* Start INPUT ROWS *
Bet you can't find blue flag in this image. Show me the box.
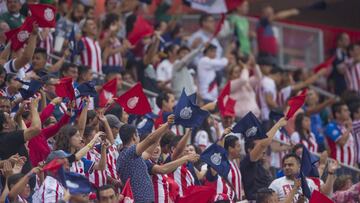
[65,172,93,194]
[19,80,43,100]
[200,143,230,178]
[174,90,210,128]
[232,111,267,142]
[75,82,97,97]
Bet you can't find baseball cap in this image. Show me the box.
[46,150,71,163]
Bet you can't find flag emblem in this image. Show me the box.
[44,8,55,21]
[180,107,192,119]
[127,97,139,109]
[17,30,29,42]
[245,126,257,137]
[210,153,221,166]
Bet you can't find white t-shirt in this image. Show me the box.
[197,56,229,101]
[156,59,173,82]
[269,176,318,202]
[259,76,277,120]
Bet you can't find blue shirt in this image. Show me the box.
[116,145,154,203]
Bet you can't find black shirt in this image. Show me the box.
[240,154,273,200]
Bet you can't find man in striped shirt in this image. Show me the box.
[80,19,102,74]
[325,102,356,166]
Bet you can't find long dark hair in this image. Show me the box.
[55,124,78,152]
[295,113,312,145]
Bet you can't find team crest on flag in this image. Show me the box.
[180,107,192,119]
[44,8,55,21]
[17,30,30,42]
[210,153,221,166]
[127,97,139,109]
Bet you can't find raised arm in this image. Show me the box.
[171,129,191,161]
[24,97,41,142]
[136,115,175,156]
[250,117,287,162]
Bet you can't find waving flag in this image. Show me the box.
[55,77,75,100]
[313,56,336,73]
[127,15,154,45]
[99,78,117,107]
[200,143,230,178]
[5,17,35,51]
[174,90,210,128]
[286,89,307,120]
[183,0,244,14]
[232,111,267,142]
[115,83,151,115]
[120,178,134,203]
[28,4,56,28]
[65,172,93,195]
[19,80,43,100]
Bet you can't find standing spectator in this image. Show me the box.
[339,42,360,93]
[329,32,350,96]
[325,102,356,166]
[0,0,25,29]
[290,113,318,153]
[256,6,299,64]
[229,1,251,55]
[188,14,223,64]
[81,19,102,74]
[197,44,228,103]
[116,115,174,202]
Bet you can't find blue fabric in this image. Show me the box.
[116,145,154,203]
[325,122,341,142]
[200,143,230,178]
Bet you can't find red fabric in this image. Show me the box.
[176,185,216,203]
[115,83,151,115]
[286,89,307,120]
[28,4,56,28]
[309,190,334,203]
[55,77,75,100]
[99,78,117,107]
[313,56,336,73]
[127,15,154,45]
[218,81,236,116]
[120,178,134,203]
[26,103,55,127]
[28,114,70,166]
[5,17,34,51]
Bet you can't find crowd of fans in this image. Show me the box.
[0,0,360,203]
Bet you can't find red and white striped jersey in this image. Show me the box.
[276,85,292,107]
[345,59,360,92]
[106,37,123,67]
[32,176,64,203]
[168,164,195,197]
[85,148,107,188]
[228,160,241,200]
[106,144,120,180]
[291,132,318,153]
[271,130,290,169]
[325,122,356,166]
[80,37,102,73]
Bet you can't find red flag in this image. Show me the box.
[115,83,151,115]
[127,15,154,45]
[120,178,134,203]
[286,89,307,120]
[5,17,34,51]
[314,56,336,73]
[55,77,75,100]
[309,190,334,203]
[218,81,236,116]
[99,78,117,107]
[29,4,56,27]
[176,185,216,203]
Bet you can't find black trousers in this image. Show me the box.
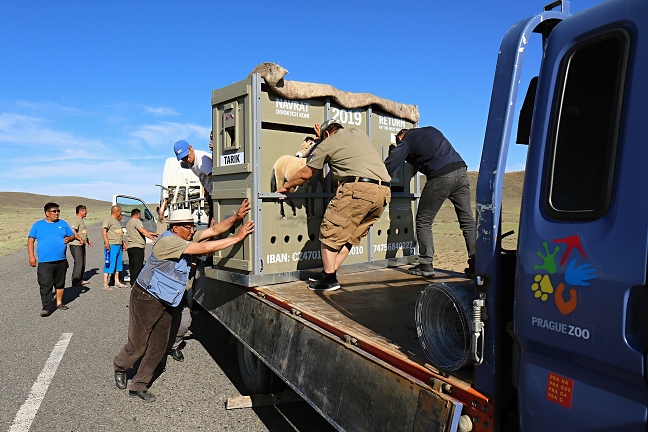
[126,247,144,285]
[70,244,86,286]
[36,260,68,310]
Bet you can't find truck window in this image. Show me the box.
[545,30,630,220]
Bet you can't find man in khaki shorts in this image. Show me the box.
[277,120,391,291]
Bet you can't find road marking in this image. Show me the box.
[9,333,72,432]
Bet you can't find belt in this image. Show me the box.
[345,177,391,187]
[133,282,151,295]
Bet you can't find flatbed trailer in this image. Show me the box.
[194,267,492,431]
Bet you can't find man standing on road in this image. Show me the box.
[101,205,128,291]
[113,199,254,402]
[126,208,158,285]
[27,202,78,317]
[155,198,168,234]
[277,120,391,291]
[173,140,214,225]
[385,126,475,278]
[70,205,92,286]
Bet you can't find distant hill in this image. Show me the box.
[0,192,111,209]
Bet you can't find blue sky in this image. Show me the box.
[0,0,601,202]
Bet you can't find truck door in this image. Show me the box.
[514,0,648,431]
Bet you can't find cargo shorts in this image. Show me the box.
[319,182,391,250]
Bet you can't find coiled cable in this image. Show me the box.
[415,282,475,371]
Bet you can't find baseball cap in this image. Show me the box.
[167,209,194,224]
[173,140,189,160]
[320,119,342,132]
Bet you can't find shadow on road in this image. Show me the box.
[191,312,335,432]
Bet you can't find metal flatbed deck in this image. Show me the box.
[194,268,490,431]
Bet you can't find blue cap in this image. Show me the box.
[173,140,189,160]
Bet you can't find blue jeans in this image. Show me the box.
[416,168,475,265]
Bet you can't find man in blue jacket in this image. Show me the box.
[385,126,475,277]
[27,202,81,317]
* End INPUT ROWS *
-- DIRECTIONS FOR THIS TASK --
Rewrite every item with "Show me the box" swapped for "Give me its bounding box", keeping all else unchanged and leaving the pictures out.

-- ANSWER FOR THIS EXERCISE --
Bet you can't find blue flag in this image. Give me its bounding box.
[65,172,93,194]
[19,80,43,100]
[200,143,230,178]
[174,90,210,128]
[232,111,267,142]
[75,82,97,97]
Bet you can't find baseball cap in this image. Give me its bounding box.
[46,150,71,163]
Bet you can't find flag emblem in this image. Give me its bounding box.
[44,8,55,21]
[180,107,192,119]
[127,97,139,109]
[17,30,29,42]
[245,126,257,137]
[210,153,221,166]
Bet you can't find white t-shirt in this image. Give me its bounding box.
[197,56,229,101]
[156,59,173,82]
[269,176,318,202]
[259,76,277,120]
Bet you can't find blue shirt in this image. Give me its bounding box.
[116,145,154,203]
Bet you can't find black shirt in this image. Give me its bounding box.
[240,154,273,200]
Bet you can't find man in striped shirt in this image. Give me its bounding box.
[80,19,102,74]
[325,102,356,166]
Bet you can't find long dark hair in this image. Give me its bounding box.
[55,124,78,152]
[295,113,312,145]
Bet you can't find team crest on flag in this image. Give me its bounding box.
[180,107,192,119]
[44,8,55,21]
[17,30,30,42]
[210,153,221,166]
[127,97,139,109]
Bet you can't find raised arm in this image. Give me its bounding box.
[171,129,191,161]
[24,97,41,142]
[136,115,175,156]
[250,117,287,162]
Bet you can't find waving flag in this image. Give me its bounding box.
[55,77,75,100]
[313,56,336,73]
[127,15,154,45]
[99,78,117,107]
[200,143,230,178]
[5,17,35,51]
[174,90,210,128]
[286,89,307,120]
[183,0,244,14]
[232,111,267,142]
[115,83,151,115]
[120,178,134,203]
[28,4,56,28]
[65,172,93,195]
[19,80,43,100]
Bet you can't find standing spectator in this image. Give me its bounding box.
[339,42,360,93]
[329,32,350,96]
[325,102,356,166]
[0,0,25,29]
[290,113,318,153]
[256,6,299,64]
[229,1,251,55]
[188,14,223,64]
[81,19,102,74]
[197,44,228,103]
[116,115,174,202]
Bet you can't find blue fabric in this image. Give me its bounding box.
[116,145,154,203]
[325,122,341,142]
[200,143,230,178]
Bet you can't find red fabric in this image. Give me its bounding box.
[176,185,216,203]
[115,83,151,115]
[286,89,307,120]
[28,4,56,28]
[309,190,334,203]
[55,77,75,100]
[99,78,117,107]
[313,56,336,73]
[127,15,154,45]
[218,81,236,116]
[120,178,134,203]
[26,103,55,127]
[28,114,70,166]
[5,17,34,51]
Bet you can't find crowd of fans in this image. Give me its bounding box.
[0,0,360,203]
Bet you can't find red and white striped jersey in this image. Give me its bounding box.
[276,85,292,107]
[345,59,360,92]
[106,37,123,67]
[32,176,64,203]
[168,164,195,197]
[85,148,107,188]
[228,160,241,200]
[106,144,120,180]
[291,132,318,153]
[271,130,290,169]
[325,122,356,166]
[80,37,102,73]
Bet you can't find red flag in this image. Give me its bounding box.
[115,83,151,115]
[127,15,154,45]
[120,178,134,203]
[286,89,307,120]
[5,17,34,51]
[314,56,336,73]
[55,77,75,100]
[309,190,334,203]
[218,81,236,116]
[99,78,117,107]
[29,4,56,27]
[176,185,216,203]
Bet you can't find black trousers in this image. Give me its bounding box.
[126,247,144,285]
[70,244,86,286]
[36,260,68,310]
Bet you can't find truck window in this image. Give me its bounding box.
[545,30,630,220]
Bet you can't find man in khaki shorts in this image. Give me its bounding box.
[277,120,391,291]
Bet you can't find road marking in this image. Give me its bounding box.
[9,333,72,432]
Bet you can't find belt in this image. Give me its bounding box.
[345,177,391,187]
[133,282,151,295]
Bet you can't find flatbed trailer in this image. Give me its bounding box.
[194,267,492,431]
Bet you can't find man standing on road in this image. Give me its bounding box.
[101,205,128,291]
[113,199,254,402]
[126,208,158,285]
[27,202,78,317]
[155,198,168,234]
[277,120,391,291]
[173,140,214,225]
[385,126,475,278]
[70,205,92,286]
Bet you can't find distant hill in this image. Give me its bounding box.
[0,192,111,209]
Bet you can't find blue sky in this image. Give me its bounding box.
[0,0,601,202]
Bet you can't find truck door in this image. Give me its bounding box.
[514,0,648,431]
Bet you can't find cargo shorts in this image. Give me its bounding box.
[319,182,391,250]
Bet you can't find coiled cable in this image. Give me its bounding box.
[415,282,475,371]
Bet you can't find baseball cap in this image. Give me its bounding box.
[167,209,194,224]
[173,140,189,160]
[320,119,342,132]
Bet you can't find shadow on road in this image. Give me its bounding box.
[191,312,335,432]
Bet you can't find metal flatbed deck in this image. Give me its bounding box.
[194,268,490,431]
Bet you can't find blue cap in this image. Give me its bounding box.
[173,140,189,160]
Bet you can't find blue jeans in this image. Give me its bounding box.
[416,168,475,265]
Bet you can't find man in blue jacket in this image. Give me its bounding box.
[385,126,475,277]
[27,202,81,317]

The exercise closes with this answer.